Task brief: Please return every record below exactly as it stands.

Task inputs:
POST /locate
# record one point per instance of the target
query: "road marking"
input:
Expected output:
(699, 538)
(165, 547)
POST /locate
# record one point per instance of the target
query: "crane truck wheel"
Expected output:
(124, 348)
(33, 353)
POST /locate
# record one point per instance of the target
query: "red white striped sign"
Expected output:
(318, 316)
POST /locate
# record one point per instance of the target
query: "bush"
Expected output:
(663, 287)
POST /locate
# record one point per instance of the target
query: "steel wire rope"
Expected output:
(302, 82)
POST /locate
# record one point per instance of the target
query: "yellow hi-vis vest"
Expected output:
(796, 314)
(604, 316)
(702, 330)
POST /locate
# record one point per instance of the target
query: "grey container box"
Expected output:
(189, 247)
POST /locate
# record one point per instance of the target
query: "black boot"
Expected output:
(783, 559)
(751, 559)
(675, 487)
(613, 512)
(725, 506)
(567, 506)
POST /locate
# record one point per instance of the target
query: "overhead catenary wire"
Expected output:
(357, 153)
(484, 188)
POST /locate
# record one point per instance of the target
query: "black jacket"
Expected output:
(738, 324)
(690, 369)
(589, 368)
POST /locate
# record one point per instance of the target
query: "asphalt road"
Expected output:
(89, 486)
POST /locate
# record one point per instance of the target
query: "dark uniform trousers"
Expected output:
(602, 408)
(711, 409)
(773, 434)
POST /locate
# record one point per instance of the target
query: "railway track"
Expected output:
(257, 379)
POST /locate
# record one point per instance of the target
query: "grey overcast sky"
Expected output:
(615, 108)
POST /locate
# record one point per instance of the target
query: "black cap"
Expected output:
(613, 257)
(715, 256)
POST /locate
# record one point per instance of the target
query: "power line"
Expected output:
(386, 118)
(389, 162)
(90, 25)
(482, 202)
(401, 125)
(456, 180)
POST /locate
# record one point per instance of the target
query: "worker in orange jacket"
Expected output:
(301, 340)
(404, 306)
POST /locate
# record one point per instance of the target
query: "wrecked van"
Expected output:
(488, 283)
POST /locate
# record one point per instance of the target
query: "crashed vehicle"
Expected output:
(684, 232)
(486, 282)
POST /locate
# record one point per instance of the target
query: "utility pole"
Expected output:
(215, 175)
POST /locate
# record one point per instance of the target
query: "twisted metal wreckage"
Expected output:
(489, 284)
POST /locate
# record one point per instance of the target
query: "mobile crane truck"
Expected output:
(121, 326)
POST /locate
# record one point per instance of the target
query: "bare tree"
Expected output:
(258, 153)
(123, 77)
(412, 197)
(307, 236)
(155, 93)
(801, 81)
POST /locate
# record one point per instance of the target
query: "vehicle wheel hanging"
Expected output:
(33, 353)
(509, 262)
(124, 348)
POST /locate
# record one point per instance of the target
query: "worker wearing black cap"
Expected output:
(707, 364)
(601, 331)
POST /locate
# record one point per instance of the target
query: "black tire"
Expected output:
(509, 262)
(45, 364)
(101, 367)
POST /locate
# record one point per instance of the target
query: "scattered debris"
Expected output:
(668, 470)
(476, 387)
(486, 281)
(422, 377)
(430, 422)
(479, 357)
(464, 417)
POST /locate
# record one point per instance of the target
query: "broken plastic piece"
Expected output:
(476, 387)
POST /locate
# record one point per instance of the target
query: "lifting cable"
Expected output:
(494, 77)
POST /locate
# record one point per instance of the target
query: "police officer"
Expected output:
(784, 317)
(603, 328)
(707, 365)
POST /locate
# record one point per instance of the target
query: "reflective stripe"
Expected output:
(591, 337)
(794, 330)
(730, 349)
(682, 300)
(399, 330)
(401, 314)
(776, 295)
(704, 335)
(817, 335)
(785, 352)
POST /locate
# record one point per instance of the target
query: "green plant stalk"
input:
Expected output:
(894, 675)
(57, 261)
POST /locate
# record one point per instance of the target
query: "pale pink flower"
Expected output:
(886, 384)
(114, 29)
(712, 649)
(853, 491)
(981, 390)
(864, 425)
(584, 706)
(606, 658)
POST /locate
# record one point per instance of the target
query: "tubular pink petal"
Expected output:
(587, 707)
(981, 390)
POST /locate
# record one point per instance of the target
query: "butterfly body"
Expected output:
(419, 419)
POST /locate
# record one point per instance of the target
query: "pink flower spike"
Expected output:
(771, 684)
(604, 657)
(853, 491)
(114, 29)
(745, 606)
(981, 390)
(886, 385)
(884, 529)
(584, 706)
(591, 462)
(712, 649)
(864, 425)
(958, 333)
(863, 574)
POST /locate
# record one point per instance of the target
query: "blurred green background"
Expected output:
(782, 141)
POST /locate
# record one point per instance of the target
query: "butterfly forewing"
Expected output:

Reply to the exercise:
POST /locate
# record one point per instance of the target
query: "road marking"
input:
Expected output:
(699, 538)
(165, 547)
POST /locate
# record one point per instance of the target
query: "crane truck wheel"
Expected output:
(124, 348)
(33, 353)
POST /locate
# record one point per instance of the target
query: "red white striped sign"
Expected output:
(318, 316)
POST /locate
# record one point per instance of the target
query: "bush"
Expected output:
(663, 287)
POST /locate
# record one point per instance of the target
query: "steel wire rope"
Expected output:
(302, 82)
POST /locate
# record one point per instance of the target
query: "yellow hi-vis vest"
Expected output:
(796, 314)
(604, 316)
(702, 330)
POST /locate
# record one point per instance of the target
query: "grey container box"
Expected output:
(189, 247)
POST /locate
# record one point per instance of the target
query: "black boot"
Expected output:
(783, 559)
(751, 559)
(675, 487)
(613, 512)
(725, 506)
(567, 506)
POST /locate
# record one point per instance of the target
query: "overhead catenary wire"
Expected output:
(357, 153)
(484, 188)
POST /locate
# record one point per instance of the target
query: "black jacket"
Expected output:
(738, 324)
(690, 369)
(589, 368)
POST /locate
# record one point per instance of the target
query: "asphalt road"
Expected output:
(89, 486)
POST /locate
# record one point per instance of the target
query: "dark uniform trousers"
Expected output:
(602, 408)
(711, 409)
(773, 434)
POST /locate
# record one point per instance of the target
query: "railway track"
Expected output:
(257, 379)
POST /locate
# record one point per instance of the target
query: "grey overcast sky"
Expected output:
(615, 108)
POST /locate
# record one point per instance of the target
query: "black cap"
Expected output:
(613, 257)
(715, 256)
POST /locate
# record one point per instance of the target
query: "power line"
Expected output:
(386, 118)
(389, 162)
(90, 25)
(482, 202)
(401, 125)
(456, 180)
POST /locate
# record one point per instance of the target
query: "worker in orange jacket"
Expected output:
(301, 340)
(404, 306)
POST /locate
# record one point per instance of the target
query: "wrecked van"
Expected output:
(488, 283)
POST /locate
# record one point per instance of the target
query: "crashed vehicle"
Expected output:
(684, 232)
(486, 282)
POST /locate
# record one point per instance of the target
query: "utility pole"
Expected output:
(215, 175)
POST /locate
# record one point per instance of the target
query: "twisted metal wreckage"
Expected output:
(489, 284)
POST /locate
# record one point per instance of the target
query: "mobile crane truck"
Expected output:
(121, 326)
POST /locate
# record one point per instance of the target
query: "bare tree"
Expected output:
(258, 153)
(123, 77)
(412, 197)
(307, 236)
(155, 93)
(801, 81)
POST /locate
# record one point per instance of the target
query: "vehicle wheel hanging"
Expected output:
(33, 353)
(509, 262)
(124, 348)
POST /locate
# record one point per instance of the target
query: "worker wearing black cap"
Expected output:
(707, 364)
(601, 331)
POST /locate
# record one point per instance of the target
query: "black tire"
Expected output:
(509, 262)
(45, 364)
(101, 367)
POST /locate
# record one point per instance of the target
query: "scattered debris"
Expected output:
(668, 470)
(476, 387)
(486, 281)
(422, 377)
(430, 422)
(479, 357)
(464, 417)
POST /locate
# record one point per instance of the target
query: "broken plastic piece"
Expected output:
(476, 387)
POST /locate
# record one point per instance of the target
query: "lifting cable"
Expected output:
(494, 77)
POST /locate
# record one point per instance of the target
query: "police officer"
Expected output:
(784, 317)
(603, 328)
(707, 365)
POST /locate
# record one point per instance of the target
query: "reflective stripe"
Expected output:
(591, 337)
(794, 330)
(730, 349)
(682, 300)
(399, 330)
(401, 314)
(776, 295)
(704, 335)
(817, 335)
(785, 352)
POST /locate
# record one point per instance of the target
query: "green plant stalk"
input:
Expected output:
(894, 675)
(57, 261)
POST /locate
# record one point per instance of the target
query: "pale pink flower"
Expected output:
(886, 384)
(114, 29)
(712, 649)
(853, 491)
(981, 390)
(864, 425)
(584, 706)
(606, 658)
POST /locate
# record one point per instance of the target
query: "tubular pink petal"
Expected output:
(587, 707)
(981, 390)
POST /locate
# record one point per instance of the target
query: "butterfly body"
Expected output:
(419, 419)
POST /locate
# record one point per instance of the target
query: "pink flower spike"
Expected output:
(771, 684)
(604, 657)
(853, 491)
(114, 29)
(745, 606)
(981, 390)
(886, 385)
(884, 529)
(584, 706)
(591, 462)
(712, 649)
(864, 425)
(958, 333)
(863, 574)
POST /locate
# record one point per instance of the target
query: "blurred green background"
Expected output:
(782, 141)
POST /locate
# record one point per instance of the target
query: "butterfly forewing"
Expected output:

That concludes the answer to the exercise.